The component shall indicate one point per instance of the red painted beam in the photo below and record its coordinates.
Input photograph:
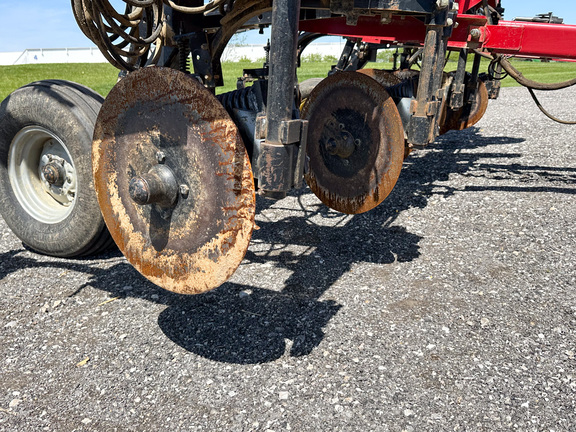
(556, 41)
(524, 39)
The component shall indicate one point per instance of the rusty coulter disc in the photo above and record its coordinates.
(355, 142)
(173, 180)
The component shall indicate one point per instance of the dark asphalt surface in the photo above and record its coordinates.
(451, 307)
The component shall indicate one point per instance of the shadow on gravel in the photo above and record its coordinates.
(246, 324)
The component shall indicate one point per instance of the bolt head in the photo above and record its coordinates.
(184, 190)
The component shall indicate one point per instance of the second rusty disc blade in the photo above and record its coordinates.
(355, 142)
(161, 116)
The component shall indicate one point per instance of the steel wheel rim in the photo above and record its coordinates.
(32, 148)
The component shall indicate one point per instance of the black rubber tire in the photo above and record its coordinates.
(68, 110)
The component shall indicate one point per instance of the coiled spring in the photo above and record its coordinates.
(134, 38)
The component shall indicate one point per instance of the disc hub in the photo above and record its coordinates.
(157, 186)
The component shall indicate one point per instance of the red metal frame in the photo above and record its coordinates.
(522, 39)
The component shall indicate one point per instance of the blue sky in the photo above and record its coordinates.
(50, 24)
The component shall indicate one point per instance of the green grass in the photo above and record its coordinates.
(102, 77)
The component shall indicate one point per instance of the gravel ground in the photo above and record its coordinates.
(449, 307)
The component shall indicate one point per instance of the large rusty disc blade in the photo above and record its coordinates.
(355, 142)
(163, 122)
(469, 114)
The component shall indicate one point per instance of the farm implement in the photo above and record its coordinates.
(168, 170)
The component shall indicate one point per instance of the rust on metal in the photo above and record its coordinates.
(468, 115)
(355, 142)
(196, 243)
(384, 78)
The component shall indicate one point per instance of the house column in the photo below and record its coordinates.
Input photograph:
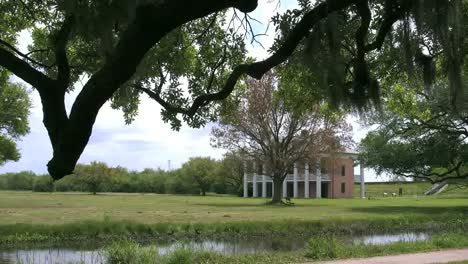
(318, 181)
(363, 184)
(246, 183)
(254, 180)
(264, 180)
(306, 180)
(285, 187)
(295, 181)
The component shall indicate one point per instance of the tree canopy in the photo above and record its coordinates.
(266, 128)
(14, 110)
(126, 48)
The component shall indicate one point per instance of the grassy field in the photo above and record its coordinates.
(60, 208)
(409, 189)
(45, 219)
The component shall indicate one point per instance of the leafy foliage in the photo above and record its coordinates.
(14, 111)
(186, 55)
(202, 172)
(268, 126)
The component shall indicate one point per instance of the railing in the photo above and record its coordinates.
(289, 177)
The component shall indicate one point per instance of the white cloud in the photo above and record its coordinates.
(148, 141)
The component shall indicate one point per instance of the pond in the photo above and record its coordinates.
(94, 255)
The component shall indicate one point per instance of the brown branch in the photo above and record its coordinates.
(61, 40)
(258, 69)
(393, 13)
(15, 50)
(25, 71)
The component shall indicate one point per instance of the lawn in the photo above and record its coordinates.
(50, 219)
(409, 189)
(60, 208)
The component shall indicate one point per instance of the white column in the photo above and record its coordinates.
(363, 185)
(295, 180)
(285, 188)
(246, 183)
(263, 181)
(318, 181)
(306, 181)
(254, 180)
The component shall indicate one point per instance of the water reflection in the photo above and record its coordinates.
(236, 247)
(390, 239)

○ ○ ○ ○ ○ ○ ○

> **Short exercise**: Switch "photo" to "image" in the part of the records that opens with the line containing "The component shall indicate one point per instance of the tree" and runs through the end of the records. Give back only that part, with everything else left unchanged.

> **Answer to the exercise**:
The component shall indicate one point per instance of the tree canopy in the image above and record its coordinates.
(266, 128)
(14, 110)
(126, 48)
The component shall indicate one point per instance of the grassy field in the image above and record its coordinates.
(60, 208)
(409, 189)
(45, 219)
The component shall indicate one point per instance of the leafy foliage in the image above and record its coordinates.
(14, 111)
(186, 55)
(202, 172)
(268, 126)
The component shall indicate one point per instance of the railing in the image above and record its coordinates.
(289, 177)
The component shall indicate one point per instance of the white cloud in the image above and record its coordinates.
(148, 141)
The component shall indicate one point per instance of the pond in the image above and record its coordinates.
(94, 255)
The component shall indicate one point per instance of the brown branch in the image above and record its coordinates.
(61, 40)
(258, 69)
(393, 13)
(15, 50)
(25, 71)
The component shall indicate one point per instance of the lawn in the image above and record its coordinates.
(50, 219)
(409, 189)
(60, 208)
The component shall indicate one point per instance of the white column in the image above and record its coordinates.
(363, 185)
(295, 180)
(285, 188)
(246, 183)
(263, 181)
(318, 181)
(306, 181)
(254, 180)
The component shall indicate one point per instance of the water reflection in the image above and record its coordinates.
(236, 247)
(390, 239)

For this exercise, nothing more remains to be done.